Source records:

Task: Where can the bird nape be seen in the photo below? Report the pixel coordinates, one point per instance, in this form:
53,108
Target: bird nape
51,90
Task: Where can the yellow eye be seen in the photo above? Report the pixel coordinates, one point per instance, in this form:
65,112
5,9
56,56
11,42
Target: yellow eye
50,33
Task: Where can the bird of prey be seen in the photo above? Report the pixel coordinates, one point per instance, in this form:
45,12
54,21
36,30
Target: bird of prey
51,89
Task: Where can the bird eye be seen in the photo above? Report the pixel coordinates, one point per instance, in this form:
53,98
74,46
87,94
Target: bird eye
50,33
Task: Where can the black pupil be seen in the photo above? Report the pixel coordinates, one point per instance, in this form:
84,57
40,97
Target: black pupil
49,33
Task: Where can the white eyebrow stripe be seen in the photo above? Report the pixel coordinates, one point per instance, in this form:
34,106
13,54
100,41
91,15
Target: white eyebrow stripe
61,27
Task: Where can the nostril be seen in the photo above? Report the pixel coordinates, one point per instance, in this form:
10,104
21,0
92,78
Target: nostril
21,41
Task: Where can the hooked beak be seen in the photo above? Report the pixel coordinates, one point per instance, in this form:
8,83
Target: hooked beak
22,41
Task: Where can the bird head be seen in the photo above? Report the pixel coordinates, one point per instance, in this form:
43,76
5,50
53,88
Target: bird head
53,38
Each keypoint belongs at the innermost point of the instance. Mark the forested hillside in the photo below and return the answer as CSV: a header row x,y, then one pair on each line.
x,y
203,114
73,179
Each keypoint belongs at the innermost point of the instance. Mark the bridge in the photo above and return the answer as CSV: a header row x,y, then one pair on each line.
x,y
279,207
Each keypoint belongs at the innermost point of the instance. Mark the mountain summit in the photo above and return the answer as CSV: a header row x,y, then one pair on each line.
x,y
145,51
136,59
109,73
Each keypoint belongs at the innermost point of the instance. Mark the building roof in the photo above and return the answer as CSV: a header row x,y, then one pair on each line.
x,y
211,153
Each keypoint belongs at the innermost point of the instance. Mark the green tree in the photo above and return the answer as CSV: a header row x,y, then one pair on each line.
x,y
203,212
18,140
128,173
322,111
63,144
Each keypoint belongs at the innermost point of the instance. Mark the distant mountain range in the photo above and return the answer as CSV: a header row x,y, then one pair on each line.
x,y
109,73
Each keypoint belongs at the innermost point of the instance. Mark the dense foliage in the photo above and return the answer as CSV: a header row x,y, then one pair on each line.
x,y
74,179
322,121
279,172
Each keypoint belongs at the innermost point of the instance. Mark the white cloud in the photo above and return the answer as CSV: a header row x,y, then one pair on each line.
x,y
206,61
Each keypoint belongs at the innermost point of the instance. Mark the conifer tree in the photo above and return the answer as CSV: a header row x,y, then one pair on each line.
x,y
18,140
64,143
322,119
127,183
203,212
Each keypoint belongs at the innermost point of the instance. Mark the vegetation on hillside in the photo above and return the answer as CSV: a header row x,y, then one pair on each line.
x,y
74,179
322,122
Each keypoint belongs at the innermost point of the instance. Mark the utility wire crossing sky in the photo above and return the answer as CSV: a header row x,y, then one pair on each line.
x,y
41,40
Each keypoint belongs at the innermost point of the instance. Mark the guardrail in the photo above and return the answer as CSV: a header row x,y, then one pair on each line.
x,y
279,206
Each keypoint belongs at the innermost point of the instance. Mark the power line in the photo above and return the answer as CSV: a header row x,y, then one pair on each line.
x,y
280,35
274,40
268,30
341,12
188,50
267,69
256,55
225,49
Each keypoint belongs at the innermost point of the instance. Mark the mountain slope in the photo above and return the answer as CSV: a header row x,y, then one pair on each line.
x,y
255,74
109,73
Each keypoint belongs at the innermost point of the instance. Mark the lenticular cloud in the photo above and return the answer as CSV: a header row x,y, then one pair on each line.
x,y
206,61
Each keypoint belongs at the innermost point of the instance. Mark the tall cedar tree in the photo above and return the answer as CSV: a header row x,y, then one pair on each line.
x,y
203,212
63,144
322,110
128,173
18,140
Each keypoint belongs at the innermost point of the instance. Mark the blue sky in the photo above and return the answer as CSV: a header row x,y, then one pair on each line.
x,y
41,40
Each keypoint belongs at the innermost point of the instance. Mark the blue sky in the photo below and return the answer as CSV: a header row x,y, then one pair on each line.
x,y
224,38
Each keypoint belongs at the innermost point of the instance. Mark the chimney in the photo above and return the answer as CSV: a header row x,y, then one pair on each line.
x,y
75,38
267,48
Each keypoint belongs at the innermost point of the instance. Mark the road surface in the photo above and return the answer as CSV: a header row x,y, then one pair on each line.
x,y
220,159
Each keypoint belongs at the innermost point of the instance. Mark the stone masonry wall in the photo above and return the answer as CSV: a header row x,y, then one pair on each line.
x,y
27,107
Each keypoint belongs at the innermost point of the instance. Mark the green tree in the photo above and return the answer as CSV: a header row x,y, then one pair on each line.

* * *

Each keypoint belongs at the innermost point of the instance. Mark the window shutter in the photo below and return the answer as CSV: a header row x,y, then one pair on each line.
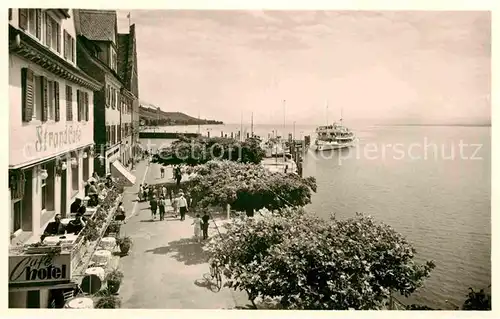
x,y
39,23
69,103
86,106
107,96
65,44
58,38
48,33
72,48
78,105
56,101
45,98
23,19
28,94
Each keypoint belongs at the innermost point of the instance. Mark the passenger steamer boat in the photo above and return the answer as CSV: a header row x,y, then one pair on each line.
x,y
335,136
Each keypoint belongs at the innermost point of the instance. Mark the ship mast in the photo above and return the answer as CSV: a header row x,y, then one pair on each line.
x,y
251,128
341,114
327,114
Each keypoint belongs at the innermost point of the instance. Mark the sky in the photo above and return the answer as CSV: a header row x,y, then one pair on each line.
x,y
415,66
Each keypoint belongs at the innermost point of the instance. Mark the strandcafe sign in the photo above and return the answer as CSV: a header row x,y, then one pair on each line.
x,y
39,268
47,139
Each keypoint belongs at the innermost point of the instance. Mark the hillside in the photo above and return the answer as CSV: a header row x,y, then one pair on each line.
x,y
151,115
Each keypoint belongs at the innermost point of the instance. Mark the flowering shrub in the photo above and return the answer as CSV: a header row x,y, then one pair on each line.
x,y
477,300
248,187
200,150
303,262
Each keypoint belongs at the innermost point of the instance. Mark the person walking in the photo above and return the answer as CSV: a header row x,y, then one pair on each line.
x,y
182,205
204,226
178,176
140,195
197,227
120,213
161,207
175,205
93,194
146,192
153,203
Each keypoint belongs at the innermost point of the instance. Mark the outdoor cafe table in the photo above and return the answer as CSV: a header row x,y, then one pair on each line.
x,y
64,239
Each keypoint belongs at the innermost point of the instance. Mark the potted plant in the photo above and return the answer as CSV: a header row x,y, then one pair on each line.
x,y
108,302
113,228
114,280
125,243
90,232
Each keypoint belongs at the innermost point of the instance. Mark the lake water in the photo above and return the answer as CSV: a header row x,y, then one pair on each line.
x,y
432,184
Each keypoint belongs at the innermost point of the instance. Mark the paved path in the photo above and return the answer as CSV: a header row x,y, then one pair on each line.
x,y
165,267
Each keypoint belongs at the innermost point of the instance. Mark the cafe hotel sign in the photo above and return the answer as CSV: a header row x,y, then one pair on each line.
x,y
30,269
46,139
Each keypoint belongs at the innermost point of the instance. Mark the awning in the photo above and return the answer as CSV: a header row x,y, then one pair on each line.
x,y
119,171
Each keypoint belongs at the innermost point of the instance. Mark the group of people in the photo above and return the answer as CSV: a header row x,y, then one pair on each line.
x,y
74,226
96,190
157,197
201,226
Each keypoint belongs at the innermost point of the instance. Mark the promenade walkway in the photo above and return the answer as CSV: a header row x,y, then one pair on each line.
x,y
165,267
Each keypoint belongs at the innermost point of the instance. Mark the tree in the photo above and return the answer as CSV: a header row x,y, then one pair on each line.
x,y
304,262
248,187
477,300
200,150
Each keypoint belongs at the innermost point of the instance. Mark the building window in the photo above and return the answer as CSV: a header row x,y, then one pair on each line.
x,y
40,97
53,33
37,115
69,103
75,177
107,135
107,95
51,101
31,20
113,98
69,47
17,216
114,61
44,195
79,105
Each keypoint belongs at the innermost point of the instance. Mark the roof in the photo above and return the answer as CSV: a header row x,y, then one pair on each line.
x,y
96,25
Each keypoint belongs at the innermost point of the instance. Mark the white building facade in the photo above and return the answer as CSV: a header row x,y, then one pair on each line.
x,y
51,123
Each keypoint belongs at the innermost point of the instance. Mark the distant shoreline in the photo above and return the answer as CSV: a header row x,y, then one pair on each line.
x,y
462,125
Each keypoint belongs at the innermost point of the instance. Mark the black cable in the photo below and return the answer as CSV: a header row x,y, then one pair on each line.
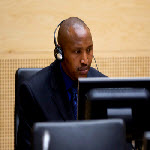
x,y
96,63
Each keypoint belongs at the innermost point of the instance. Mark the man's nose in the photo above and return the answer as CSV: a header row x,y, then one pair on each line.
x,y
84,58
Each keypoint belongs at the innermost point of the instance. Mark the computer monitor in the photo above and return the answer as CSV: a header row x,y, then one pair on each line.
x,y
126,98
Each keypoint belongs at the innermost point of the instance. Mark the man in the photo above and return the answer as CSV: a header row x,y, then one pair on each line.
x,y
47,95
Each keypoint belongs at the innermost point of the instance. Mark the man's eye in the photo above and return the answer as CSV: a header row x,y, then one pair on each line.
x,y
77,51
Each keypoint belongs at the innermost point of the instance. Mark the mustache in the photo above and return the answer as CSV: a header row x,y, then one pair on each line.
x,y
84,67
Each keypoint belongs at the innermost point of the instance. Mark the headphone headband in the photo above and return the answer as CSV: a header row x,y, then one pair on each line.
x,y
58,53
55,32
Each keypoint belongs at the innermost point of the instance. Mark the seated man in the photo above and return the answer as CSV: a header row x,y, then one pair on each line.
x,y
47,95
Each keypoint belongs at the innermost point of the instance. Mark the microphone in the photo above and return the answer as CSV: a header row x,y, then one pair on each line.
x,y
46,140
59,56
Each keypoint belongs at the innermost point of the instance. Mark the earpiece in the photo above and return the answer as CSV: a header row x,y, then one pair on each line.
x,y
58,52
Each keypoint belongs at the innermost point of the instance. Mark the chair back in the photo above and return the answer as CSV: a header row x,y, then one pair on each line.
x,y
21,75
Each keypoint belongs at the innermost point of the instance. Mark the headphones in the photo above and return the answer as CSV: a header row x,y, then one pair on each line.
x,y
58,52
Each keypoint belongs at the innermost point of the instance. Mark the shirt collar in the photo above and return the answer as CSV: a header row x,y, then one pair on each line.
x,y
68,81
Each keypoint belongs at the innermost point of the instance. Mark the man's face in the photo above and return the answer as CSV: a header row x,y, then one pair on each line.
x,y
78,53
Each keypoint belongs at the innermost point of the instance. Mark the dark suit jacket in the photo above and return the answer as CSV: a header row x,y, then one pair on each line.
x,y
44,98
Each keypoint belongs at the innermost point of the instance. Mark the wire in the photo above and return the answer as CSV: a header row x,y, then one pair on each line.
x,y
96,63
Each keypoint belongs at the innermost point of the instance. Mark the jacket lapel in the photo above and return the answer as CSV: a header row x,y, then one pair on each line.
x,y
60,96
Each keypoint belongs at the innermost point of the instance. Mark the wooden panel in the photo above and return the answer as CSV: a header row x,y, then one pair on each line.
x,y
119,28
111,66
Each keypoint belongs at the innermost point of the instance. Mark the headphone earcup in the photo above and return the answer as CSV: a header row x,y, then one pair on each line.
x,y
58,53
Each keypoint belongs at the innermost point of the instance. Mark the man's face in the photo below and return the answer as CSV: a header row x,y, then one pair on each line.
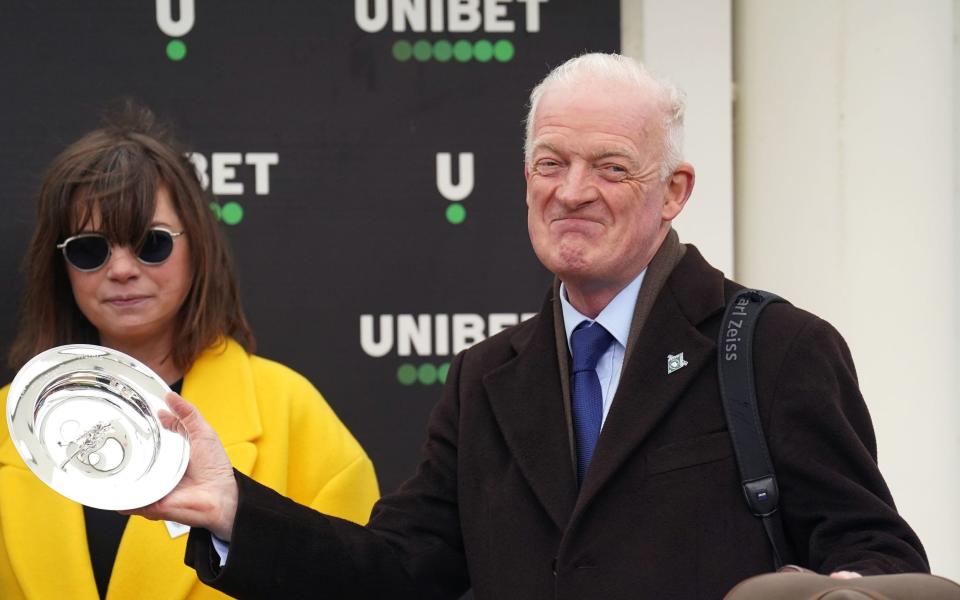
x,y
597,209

...

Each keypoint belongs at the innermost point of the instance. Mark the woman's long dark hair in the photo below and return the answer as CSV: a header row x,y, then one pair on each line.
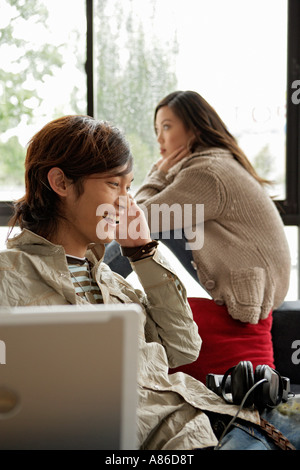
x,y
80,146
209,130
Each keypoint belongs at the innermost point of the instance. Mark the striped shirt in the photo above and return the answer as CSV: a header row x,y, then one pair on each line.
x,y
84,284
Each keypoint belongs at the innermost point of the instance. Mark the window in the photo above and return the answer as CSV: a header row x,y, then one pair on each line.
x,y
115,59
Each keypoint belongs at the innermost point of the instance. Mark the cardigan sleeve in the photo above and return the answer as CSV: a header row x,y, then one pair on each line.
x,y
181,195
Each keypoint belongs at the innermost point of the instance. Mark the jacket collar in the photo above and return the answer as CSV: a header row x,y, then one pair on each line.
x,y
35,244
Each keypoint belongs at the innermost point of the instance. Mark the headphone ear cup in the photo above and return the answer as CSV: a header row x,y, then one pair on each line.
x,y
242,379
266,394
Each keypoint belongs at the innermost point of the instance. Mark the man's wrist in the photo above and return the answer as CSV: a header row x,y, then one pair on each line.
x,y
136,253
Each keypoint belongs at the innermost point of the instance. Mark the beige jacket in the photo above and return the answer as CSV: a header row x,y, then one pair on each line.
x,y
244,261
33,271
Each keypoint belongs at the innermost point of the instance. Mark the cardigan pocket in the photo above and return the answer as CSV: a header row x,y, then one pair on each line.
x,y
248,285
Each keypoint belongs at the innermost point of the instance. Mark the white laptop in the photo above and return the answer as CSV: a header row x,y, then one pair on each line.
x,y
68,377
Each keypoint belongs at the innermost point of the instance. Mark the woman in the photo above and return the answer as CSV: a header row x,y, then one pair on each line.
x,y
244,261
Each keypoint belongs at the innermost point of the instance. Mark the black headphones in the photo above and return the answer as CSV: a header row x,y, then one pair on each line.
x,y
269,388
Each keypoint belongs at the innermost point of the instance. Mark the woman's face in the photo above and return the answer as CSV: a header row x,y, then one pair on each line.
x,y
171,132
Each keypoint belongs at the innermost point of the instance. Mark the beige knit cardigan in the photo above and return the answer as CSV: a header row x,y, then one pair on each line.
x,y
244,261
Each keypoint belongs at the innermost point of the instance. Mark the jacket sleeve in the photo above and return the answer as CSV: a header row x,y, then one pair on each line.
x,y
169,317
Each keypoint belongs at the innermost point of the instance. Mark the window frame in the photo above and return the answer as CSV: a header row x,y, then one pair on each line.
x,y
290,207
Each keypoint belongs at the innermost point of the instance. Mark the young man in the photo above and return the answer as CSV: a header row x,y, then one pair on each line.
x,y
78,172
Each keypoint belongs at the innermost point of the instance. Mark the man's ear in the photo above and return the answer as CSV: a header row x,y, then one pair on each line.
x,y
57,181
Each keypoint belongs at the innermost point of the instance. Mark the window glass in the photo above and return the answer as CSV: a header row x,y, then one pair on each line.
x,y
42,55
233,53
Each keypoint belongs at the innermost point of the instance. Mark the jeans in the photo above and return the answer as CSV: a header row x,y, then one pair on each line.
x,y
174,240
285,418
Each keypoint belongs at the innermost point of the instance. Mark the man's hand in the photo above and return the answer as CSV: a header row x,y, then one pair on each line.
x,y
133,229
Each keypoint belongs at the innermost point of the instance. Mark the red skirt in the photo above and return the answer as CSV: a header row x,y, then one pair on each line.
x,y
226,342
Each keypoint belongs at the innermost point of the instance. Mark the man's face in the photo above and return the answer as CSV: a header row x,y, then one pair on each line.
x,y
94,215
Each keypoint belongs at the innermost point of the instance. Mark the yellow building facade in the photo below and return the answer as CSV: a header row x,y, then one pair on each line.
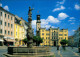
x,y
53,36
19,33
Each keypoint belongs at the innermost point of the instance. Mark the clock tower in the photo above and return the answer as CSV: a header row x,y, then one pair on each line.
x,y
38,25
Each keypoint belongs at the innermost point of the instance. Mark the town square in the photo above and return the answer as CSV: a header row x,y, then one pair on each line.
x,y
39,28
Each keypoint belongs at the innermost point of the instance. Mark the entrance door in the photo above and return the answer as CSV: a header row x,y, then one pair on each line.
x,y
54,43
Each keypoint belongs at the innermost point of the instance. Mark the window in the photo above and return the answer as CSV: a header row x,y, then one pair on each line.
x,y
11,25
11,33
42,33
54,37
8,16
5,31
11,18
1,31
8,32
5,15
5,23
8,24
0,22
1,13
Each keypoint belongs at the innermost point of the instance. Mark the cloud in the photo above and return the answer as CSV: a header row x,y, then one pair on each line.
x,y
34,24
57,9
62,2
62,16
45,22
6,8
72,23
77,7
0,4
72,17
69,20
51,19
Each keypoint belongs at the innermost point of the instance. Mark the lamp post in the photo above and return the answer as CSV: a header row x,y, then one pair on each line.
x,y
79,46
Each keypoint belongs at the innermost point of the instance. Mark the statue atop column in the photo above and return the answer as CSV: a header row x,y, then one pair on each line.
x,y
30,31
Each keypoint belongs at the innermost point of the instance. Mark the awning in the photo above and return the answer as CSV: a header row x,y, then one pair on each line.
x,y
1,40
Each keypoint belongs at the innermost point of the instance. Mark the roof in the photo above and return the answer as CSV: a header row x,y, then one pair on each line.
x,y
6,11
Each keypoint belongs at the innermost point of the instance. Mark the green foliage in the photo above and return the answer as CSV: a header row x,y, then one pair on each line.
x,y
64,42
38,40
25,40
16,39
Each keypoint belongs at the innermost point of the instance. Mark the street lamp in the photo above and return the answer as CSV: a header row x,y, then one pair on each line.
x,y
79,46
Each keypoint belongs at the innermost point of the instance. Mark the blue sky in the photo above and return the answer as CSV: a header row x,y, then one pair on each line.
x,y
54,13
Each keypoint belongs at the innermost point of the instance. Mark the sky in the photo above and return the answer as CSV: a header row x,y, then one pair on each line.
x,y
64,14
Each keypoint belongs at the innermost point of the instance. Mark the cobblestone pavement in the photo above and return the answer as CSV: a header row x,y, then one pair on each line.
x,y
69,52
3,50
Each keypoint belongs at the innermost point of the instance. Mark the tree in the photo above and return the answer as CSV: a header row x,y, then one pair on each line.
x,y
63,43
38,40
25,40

What the task requires ▸ Pull every line containing "pixel" out of the data above.

Answer to this problem ▸
Task: Where can the bird nape be seen in the photo below? Report the pixel coordinates, one point per instance, in this form:
Task: Where can the yellow eye be seen in the photo above? Report the pixel coordinates, one point per instance, in this form:
Task: Where can the bird of prey be seen in the photo above? Report the pixel coordinates, one point per instance, in this form:
Task: Where can the bird eye be seen in the photo above? Report the pixel coordinates, one point per instance, in this form:
Task: Where can the black pupil be seen in the photo above? Report the pixel coordinates, one point per instance, in this form:
Task: Where can the white eyebrow stripe be seen in the photo above? Report the pixel coordinates, one point per instance, in this form:
Task: Where can the nostril be seen in the photo above? Report the pixel coordinates, one point per instance, in this form:
Task: Where can the hooked beak be seen in the photo above? Report the pixel coordinates, one point per instance, in this form:
Task: Where can the bird head be seen in the photo above? Report the pixel coordinates, one point per instance, in this form:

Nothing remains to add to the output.